**WHAT IS NEEDED**
Please locate every line in the entries below that contains the word "window", and copy each of those lines.

**DATASET CONTENT**
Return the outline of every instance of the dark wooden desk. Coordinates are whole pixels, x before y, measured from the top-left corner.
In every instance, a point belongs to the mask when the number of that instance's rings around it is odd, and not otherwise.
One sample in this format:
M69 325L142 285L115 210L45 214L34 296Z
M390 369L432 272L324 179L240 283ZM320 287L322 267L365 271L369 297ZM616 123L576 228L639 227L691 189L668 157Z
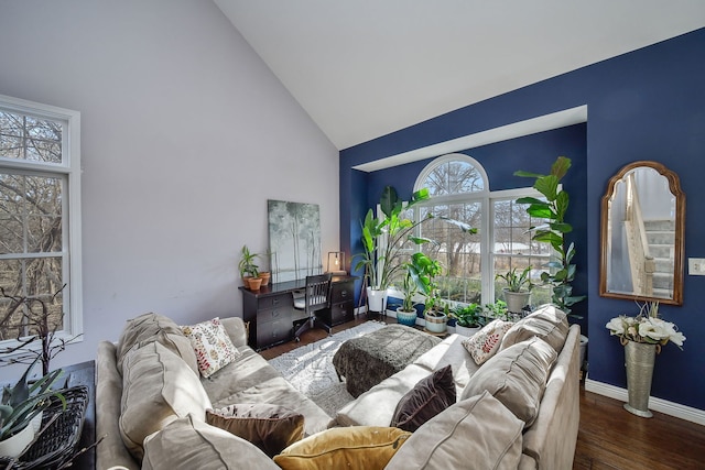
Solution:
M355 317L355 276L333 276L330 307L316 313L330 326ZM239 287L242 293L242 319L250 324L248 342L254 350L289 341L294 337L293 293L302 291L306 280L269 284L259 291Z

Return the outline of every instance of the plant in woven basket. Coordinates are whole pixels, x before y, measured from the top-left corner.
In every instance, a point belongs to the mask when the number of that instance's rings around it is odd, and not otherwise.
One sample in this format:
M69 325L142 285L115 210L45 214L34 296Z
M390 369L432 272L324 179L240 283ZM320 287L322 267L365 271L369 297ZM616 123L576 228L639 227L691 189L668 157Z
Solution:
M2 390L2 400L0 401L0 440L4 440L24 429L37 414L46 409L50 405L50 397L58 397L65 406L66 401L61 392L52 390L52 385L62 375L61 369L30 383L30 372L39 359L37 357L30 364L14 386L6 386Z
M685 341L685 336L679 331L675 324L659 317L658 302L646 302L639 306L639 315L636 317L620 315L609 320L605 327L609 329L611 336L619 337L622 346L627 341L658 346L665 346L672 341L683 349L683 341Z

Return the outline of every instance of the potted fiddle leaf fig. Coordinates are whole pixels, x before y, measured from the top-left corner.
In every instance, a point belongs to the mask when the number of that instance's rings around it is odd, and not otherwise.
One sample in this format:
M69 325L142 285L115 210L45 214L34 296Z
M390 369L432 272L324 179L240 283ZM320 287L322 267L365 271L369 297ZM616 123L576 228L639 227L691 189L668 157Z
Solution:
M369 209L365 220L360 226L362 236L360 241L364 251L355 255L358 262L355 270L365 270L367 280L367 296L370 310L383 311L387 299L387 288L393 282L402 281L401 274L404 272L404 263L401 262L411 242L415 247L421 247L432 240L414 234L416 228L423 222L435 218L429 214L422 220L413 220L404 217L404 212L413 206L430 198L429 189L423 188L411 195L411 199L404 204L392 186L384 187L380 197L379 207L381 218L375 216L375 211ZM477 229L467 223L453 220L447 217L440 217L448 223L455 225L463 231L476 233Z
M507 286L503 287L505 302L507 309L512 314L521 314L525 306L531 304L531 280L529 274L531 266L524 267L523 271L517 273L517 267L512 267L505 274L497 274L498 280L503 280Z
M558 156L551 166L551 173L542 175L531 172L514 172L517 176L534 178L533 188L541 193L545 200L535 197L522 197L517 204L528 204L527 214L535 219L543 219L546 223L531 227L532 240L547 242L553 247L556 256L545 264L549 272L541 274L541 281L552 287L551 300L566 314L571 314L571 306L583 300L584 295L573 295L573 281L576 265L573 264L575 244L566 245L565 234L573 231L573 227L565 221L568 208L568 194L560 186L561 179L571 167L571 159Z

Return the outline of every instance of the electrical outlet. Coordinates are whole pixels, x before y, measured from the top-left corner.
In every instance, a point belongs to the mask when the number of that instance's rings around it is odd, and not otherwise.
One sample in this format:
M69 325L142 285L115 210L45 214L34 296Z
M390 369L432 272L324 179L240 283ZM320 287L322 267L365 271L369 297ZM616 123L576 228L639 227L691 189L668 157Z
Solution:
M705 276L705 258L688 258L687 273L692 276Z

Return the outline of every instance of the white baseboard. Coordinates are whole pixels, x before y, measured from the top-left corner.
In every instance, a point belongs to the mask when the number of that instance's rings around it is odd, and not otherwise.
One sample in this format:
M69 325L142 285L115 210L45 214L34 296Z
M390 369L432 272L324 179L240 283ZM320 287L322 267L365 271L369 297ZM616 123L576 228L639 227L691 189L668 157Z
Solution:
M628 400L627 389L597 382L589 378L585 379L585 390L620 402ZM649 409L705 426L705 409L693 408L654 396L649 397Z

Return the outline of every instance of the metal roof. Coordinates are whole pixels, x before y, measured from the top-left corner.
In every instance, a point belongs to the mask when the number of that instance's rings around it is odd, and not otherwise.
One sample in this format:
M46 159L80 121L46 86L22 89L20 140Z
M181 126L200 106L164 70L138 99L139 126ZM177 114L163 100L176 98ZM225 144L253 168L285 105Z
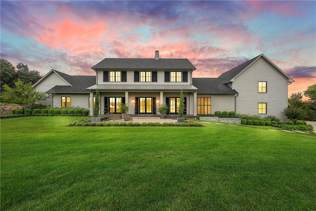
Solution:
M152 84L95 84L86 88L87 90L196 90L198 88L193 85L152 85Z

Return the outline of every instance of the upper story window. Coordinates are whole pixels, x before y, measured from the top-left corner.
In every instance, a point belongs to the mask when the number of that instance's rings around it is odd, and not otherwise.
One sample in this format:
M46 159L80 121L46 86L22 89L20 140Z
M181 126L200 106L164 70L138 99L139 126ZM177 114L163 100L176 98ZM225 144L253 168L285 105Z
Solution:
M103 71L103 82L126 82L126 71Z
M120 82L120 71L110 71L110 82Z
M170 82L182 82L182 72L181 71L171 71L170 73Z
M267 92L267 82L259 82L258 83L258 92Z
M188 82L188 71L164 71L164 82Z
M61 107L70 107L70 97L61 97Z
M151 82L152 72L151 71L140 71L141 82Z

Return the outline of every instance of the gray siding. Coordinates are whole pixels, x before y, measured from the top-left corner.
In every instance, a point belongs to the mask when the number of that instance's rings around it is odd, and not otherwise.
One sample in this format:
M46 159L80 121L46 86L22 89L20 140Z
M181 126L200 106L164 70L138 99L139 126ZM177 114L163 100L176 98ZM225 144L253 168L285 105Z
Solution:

---

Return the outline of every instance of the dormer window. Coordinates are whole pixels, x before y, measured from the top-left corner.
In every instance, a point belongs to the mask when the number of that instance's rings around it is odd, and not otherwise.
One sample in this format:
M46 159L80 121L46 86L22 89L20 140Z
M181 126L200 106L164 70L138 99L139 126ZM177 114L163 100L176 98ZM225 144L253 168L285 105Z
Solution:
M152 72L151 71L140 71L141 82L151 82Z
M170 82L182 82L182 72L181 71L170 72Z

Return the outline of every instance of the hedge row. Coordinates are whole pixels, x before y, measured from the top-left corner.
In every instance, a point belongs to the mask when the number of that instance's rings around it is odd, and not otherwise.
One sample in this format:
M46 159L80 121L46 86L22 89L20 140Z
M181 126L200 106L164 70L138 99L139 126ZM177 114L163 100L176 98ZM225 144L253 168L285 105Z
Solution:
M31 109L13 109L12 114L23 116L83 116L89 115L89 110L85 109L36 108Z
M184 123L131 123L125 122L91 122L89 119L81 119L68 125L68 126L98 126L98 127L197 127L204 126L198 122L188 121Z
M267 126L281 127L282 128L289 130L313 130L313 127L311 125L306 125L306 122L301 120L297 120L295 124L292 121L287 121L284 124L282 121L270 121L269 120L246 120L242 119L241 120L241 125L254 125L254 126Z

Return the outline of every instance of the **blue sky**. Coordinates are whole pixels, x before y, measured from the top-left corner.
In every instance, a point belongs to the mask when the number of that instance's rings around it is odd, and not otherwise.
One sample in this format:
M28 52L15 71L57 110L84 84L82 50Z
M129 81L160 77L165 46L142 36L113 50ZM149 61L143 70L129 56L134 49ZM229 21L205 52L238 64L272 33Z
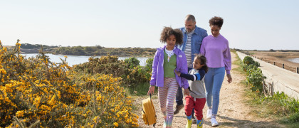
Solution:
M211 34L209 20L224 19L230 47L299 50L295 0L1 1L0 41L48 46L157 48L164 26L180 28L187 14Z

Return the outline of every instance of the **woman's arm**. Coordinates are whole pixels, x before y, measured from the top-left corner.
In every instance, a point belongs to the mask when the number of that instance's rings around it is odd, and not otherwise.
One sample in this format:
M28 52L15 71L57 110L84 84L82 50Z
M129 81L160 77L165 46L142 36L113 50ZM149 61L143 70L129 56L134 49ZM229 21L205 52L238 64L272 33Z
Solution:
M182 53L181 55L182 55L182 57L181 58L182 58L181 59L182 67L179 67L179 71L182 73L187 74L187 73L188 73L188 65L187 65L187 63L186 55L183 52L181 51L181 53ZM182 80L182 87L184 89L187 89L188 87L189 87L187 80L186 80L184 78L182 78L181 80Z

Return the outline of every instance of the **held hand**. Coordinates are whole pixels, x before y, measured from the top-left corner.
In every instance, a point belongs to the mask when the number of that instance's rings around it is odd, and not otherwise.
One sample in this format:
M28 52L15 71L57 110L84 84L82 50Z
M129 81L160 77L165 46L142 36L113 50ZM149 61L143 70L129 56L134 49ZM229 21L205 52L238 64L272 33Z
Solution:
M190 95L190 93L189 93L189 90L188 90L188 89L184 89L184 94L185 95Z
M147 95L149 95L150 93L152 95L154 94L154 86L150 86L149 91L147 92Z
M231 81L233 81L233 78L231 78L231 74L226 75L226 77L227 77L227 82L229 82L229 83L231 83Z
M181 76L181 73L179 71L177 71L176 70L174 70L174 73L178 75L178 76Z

==

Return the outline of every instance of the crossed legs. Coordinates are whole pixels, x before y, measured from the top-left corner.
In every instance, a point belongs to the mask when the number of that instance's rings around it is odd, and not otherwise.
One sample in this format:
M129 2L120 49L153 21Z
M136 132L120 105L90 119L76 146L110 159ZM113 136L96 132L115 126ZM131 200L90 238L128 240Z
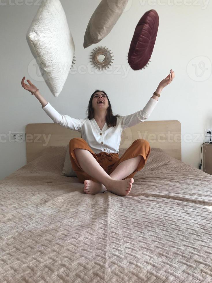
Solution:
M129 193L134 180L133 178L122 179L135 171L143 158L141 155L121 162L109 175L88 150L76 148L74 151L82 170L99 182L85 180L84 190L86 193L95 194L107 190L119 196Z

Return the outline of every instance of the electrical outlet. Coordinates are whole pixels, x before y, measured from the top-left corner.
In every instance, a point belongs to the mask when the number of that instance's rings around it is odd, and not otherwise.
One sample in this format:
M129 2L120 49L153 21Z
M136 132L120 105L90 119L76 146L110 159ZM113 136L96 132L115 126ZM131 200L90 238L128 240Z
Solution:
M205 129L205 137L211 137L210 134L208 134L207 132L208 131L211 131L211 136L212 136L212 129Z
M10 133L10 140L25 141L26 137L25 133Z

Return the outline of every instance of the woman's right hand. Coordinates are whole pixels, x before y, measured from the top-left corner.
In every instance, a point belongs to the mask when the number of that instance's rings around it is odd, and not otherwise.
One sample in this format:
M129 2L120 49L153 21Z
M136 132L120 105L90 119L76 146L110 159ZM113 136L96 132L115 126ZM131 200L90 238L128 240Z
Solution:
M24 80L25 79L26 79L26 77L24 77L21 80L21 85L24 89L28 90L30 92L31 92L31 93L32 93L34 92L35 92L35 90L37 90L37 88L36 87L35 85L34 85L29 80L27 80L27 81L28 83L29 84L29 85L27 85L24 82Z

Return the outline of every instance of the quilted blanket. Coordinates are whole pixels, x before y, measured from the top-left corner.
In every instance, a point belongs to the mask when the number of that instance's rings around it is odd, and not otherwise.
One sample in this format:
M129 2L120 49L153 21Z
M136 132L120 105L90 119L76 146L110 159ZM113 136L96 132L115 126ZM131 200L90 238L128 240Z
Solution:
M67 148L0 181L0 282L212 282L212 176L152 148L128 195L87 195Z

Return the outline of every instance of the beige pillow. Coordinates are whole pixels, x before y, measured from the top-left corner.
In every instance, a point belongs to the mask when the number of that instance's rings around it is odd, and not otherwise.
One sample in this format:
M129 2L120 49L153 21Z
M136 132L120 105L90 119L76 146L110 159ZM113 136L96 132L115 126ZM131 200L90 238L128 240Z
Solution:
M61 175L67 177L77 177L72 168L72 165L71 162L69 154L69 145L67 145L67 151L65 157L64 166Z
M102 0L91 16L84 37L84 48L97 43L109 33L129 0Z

**SOLUTION**
Return the outline of every instance of the upper story window. Coordinates are whole pixels, x before y, measured from the top-left corner.
Return the outline of every instance of the dormer window. Coordinates are whole pixels, x before y, measured from the top-left corner.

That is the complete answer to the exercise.